### TRECHO DO TEXTO

Por 4 votos a 0, os ministros do Superior Tribunal de Justiça (STJ) decidiram mandar a júri popular acusados pela morte de 242 na boate Kiss. Os ministros deram provimento ao recurso do Ministério Público que trata do incêndio na boate Kiss, ocorrido em janeiro de 2013, em Santa Maria (RS), que vitimou 242 pessoas.
Durante o julgamento, os ministros entenderam que existia, no processo, evidências suficientes que configuram justa causa para enviar o caso para o Tribunal de Júri.
O relator do recurso é o ministro Rogério Schietti Cruz. Compõem, também, a Sexta Turma os ministros Nefi Cordeiro (presidente), Laurita Vaz, Sebastião Reis Júnior e Antonio Saldanha Palheiro.

### INSTRUÇÃO 1
De acordo com o trecho sobre o incêndio na boate Kiss, quem é o relator do recurso?
A listagem a seguir não guarda relação alguma com o trecho.

### LISTAGEM
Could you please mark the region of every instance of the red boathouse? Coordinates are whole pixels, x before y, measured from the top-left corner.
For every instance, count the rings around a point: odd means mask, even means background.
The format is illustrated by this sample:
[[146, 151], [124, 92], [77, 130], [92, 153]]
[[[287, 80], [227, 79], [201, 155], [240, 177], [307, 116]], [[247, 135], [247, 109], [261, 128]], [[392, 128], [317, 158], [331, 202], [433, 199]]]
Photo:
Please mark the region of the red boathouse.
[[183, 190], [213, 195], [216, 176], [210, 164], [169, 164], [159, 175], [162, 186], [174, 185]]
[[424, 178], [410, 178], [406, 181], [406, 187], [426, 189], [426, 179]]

### INSTRUÇÃO 2
Reproduza todas as linhas da listagem acima, do início ao fim, sem nenhuma alteração.

### RESPOSTA COMPLETA 1
O ministro Rogério Schietti Cruz.

### RESPOSTA COMPLETA 2
Could you please mark the region of every instance of the red boathouse? Coordinates are whole pixels, x before y, measured from the top-left corner.
For every instance, count the rings around a point: odd means mask, even means background.
The format is illustrated by this sample:
[[146, 151], [124, 92], [77, 130], [92, 153]]
[[[287, 80], [227, 79], [201, 155], [240, 177], [307, 116]], [[247, 135], [247, 109], [261, 128]], [[392, 128], [317, 158], [331, 202], [433, 199]]]
Photo:
Please mark the region of the red boathouse.
[[183, 190], [213, 195], [216, 176], [210, 164], [169, 164], [159, 175], [162, 186], [174, 185]]
[[424, 178], [410, 178], [406, 181], [406, 187], [426, 189], [426, 179]]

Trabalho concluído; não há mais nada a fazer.